--- Material provided ---

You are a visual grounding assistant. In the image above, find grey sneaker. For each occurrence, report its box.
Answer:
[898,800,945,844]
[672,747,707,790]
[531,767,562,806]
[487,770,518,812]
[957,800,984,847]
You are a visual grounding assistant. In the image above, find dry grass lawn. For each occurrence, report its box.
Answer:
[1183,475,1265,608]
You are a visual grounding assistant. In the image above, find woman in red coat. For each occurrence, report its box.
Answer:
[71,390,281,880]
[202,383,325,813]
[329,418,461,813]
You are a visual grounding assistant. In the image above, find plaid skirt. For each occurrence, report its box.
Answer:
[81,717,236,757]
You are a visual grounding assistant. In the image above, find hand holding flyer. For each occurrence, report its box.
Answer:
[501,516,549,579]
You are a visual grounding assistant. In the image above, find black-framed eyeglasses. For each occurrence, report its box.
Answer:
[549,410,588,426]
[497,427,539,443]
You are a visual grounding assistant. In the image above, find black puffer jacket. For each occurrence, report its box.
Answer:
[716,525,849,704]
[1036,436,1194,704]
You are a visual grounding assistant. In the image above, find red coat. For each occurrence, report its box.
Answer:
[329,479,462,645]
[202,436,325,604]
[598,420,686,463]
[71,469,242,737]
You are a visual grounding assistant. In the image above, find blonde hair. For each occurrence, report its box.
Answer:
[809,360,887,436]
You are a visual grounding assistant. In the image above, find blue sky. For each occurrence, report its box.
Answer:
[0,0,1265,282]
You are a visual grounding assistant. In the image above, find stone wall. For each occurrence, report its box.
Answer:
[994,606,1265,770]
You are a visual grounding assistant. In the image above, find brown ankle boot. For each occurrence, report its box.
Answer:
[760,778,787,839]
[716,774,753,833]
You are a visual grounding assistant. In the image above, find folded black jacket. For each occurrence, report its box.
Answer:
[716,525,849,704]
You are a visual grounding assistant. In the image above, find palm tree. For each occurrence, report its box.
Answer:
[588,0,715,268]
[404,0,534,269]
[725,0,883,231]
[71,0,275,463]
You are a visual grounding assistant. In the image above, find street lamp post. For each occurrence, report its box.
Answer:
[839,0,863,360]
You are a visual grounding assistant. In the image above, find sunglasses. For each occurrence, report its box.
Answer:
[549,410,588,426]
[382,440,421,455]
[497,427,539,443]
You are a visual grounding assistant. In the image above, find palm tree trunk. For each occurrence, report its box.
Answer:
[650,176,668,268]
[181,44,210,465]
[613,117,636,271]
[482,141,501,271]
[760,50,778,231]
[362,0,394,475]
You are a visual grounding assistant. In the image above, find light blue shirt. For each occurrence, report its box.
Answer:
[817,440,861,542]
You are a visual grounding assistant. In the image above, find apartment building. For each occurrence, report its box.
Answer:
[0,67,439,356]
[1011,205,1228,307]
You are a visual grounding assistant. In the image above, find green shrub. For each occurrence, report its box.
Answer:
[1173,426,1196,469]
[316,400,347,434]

---

▸ What is being asked
Nothing should be changed: write out all of the data as is.

▸ Solution for this problem
You are a visual grounding assistant. In the image above, find grey sneaker. For each occurrence, report its box.
Answer:
[898,800,945,844]
[672,747,707,790]
[531,767,562,806]
[487,770,518,812]
[957,800,984,847]
You are a visual grounding assistant. In the image above, find dry grass lawn. For each occurrence, report its box.
Answer:
[1183,475,1265,608]
You are a visual grounding assistant. In the image above, find woman in red coat. For each occurrence, report its box.
Answer:
[71,390,281,880]
[202,383,325,813]
[329,418,461,813]
You are a visual grounding assistant. In the image above, find plaid skirt. For each occurrence, report its box.
Answer:
[81,717,236,757]
You are a visual grounding assistant. In the image above, find hand holding flyer. For each occurrence, report its box.
Answer:
[501,516,549,579]
You are a visual grounding assistant. In the image above, find black-framed eyeglasses. For each occurrence, report its box.
Answer:
[549,410,588,426]
[497,427,539,443]
You are a visual grounding assistant. In the image above, find black puffer jacket. For each occurrence, report its box.
Answer:
[716,525,849,704]
[1036,436,1194,704]
You are a visual grounding assistant. In the image above, find red coat. For each occurrence, report its box.
Answer:
[329,479,462,645]
[202,436,325,604]
[598,420,686,463]
[71,469,242,737]
You are a visual grounding assistant. In the image above, find blonde hair. For each occurrence, report its box.
Answer:
[809,360,887,436]
You are a visual grounding assistant. In the image above, find blue sky. For each occurrence, report its box.
Answer:
[0,0,1265,282]
You are a visual grounding assistant. In the image above, find stone wall. For each occurrence, report its box.
Answer:
[994,606,1265,770]
You are a visual grounding assistant. In the image above, find brown ankle boot. For each occurrence, report its box.
Answer:
[760,778,787,839]
[716,774,753,833]
You are a visual grounding assistant. In the image above, find folded black jacket. For each occurrence, report its box.
Answer:
[716,525,849,704]
You are a visual grounding assistant. In the image above, find palm tree. For each occurrence, report its box.
Answer:
[588,0,715,268]
[404,0,534,269]
[725,0,883,231]
[71,0,275,463]
You are a visual grounding assistant. In the image above, find street lamp post. For each occurrence, report its box.
Answer:
[839,0,863,360]
You are a visual grounding assistant. In the image above, find sunglasses. For each occurrence, report its box.
Answer:
[549,410,588,426]
[382,440,421,455]
[497,427,539,443]
You are a visual grounding assistant. In the image above, find palm tree trunk. For each occurrence, report its box.
Answer:
[650,176,668,268]
[181,44,210,465]
[613,117,636,271]
[482,141,501,271]
[760,50,778,231]
[362,0,394,475]
You are a visual grounding assistant. In the image above, find light blue shirt. For each occurrence, report its box.
Answer:
[817,440,861,542]
You are a visual grounding assistant. In the image above, find apartment building. For each occurrence, report its box.
Answer:
[0,67,439,356]
[1011,205,1228,307]
You are a visual grounding assistant. In the image above, find green shrub. For each occurrence, report its box.
Answer:
[1173,426,1196,469]
[316,400,347,434]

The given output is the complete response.